- _Problems to work on_:
a. In the text about Andy Warhol's private faith, at what hour was Warhol known for leaving The Factory to go to sleep?
b. Set down the stretch of the text about Andy Warhol's private faith from "Whether his understanding" through "a proud sinner.".

- _Document text_:
....

He deliberately concealed who he was to the public — famously answering questions with “uh, no” or
“uh, yes” — and he certainly concealed the fact that he wore a cross on a chain around his neck, carried with him a missal and a rosary, and volunteered at the soup kitchen at the Church of Heavenly Rest in New York. He went to Mass — often to daily Mass — sitting at the back, unnoticed, awkwardly embarrassed lest anyone should see he crossed himself in “the Orthodox way” — from right shoulder to left instead of left to right. He financed his nephew’s studies for the priesthood, and — according to his eulogy — was responsible for at least one person’s conversion to the Catholic faith.
He painted, filmed, and photographed the obscene, the homoerotic, the trashy and the lewd, but never seriously engaged in it, saying himself that ”after 25 you should look but never touch.” As the art historian John Richardson recalled: “To me Andy always seemed other worldly, almost priest-like in his ability to remain untainted by the speed freaks, leather boys, and drag queens whom he attracted…Andy was born with an innocence and humility that was impregnable–his Slavic spirituality like the Russian holy fool, the simpleton whose quasi-divine naiveté protects him against an imicable world.” While The Factory — the place he worked and a home-base for the avante-garde community — dived into debauchery late into the night, Warhol was rather infamous for leaving at 10 to go to sleep.
Whether his understanding of the amoral nature of art (by which recording and artistically expressing a sinful thing not necessarily sinful in itself) is some sort exoneration is not important. It’d be a fool who’d make him a Saint — it’s difficult to get people who flirt with cocaine on the Calendar — but it’d be the greater fool who’d make Andy Warhol a proud sinner.

....

(Excerpts from a point labeling dataset)
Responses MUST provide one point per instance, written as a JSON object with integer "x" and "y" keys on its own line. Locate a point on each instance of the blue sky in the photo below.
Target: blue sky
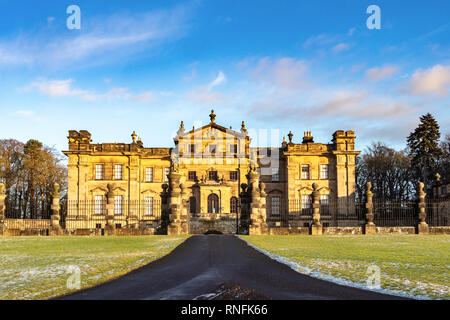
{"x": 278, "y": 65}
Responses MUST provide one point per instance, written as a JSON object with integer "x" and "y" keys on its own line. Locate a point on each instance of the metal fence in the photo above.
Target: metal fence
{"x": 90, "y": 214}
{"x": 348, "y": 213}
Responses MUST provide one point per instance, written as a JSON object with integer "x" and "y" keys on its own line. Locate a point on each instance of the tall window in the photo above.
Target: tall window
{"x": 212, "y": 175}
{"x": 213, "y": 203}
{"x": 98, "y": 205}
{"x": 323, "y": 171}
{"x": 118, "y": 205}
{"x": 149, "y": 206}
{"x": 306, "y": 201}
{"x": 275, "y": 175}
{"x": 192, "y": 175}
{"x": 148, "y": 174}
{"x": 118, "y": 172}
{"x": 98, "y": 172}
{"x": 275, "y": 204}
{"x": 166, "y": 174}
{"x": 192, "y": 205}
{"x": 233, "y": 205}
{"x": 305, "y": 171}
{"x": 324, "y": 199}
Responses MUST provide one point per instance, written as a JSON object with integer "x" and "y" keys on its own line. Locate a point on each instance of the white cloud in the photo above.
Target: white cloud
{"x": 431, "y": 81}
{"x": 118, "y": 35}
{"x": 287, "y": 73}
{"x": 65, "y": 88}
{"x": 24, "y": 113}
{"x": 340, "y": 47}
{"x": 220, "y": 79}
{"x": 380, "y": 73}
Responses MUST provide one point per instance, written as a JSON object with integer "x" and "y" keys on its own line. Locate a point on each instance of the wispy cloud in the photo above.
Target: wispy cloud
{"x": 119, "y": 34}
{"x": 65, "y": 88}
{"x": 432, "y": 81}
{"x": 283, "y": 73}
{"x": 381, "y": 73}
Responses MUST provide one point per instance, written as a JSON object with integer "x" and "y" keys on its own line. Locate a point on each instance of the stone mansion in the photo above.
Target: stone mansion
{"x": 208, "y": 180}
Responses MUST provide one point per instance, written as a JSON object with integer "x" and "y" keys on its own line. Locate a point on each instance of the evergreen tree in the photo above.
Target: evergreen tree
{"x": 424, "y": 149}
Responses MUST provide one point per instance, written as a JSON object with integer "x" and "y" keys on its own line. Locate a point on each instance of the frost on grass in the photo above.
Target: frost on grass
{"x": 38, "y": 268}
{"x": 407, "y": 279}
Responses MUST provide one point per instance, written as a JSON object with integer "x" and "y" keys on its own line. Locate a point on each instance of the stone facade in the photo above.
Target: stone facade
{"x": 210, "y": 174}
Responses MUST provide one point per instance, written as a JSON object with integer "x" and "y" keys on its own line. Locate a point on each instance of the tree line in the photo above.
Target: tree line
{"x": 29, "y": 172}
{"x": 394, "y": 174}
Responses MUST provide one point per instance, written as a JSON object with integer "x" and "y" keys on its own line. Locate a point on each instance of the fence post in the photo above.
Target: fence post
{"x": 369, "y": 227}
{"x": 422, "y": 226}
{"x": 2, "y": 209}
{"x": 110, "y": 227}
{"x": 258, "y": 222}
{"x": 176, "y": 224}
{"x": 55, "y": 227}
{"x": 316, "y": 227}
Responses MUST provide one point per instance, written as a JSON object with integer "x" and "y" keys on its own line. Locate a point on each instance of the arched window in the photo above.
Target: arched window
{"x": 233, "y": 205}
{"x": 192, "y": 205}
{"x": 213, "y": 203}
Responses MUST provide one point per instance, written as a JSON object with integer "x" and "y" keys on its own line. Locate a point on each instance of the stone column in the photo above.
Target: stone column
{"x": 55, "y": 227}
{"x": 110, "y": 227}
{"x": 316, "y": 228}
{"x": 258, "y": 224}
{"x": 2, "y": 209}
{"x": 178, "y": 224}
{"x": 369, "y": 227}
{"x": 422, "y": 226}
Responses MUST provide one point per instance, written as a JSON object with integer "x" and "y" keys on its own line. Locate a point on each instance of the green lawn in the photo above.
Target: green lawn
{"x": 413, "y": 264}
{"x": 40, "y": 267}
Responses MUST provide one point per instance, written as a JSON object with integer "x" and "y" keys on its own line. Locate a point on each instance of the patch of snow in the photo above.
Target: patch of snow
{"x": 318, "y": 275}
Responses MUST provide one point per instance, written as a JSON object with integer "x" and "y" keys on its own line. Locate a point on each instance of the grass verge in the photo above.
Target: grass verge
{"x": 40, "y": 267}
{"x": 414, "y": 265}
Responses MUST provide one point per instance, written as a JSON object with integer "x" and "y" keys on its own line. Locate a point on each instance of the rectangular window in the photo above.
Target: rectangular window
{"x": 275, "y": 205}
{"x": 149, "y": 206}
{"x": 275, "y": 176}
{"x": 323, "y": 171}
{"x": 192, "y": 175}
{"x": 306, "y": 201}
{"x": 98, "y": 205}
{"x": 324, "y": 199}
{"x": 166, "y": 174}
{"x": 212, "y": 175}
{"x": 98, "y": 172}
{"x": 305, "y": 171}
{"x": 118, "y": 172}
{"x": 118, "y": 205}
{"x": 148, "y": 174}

....

- _Outputs for the tasks_:
a. He left at 10.

b.
Whether his understanding of the amoral nature of art (by which recording and artistically expressing a sinful thing not necessarily sinful in itself) is some sort exoneration is not important. It’d be a fool who’d make him a Saint — it’s difficult to get people who flirt with cocaine on the Calendar — but it’d be the greater fool who’d make Andy Warhol a proud sinner.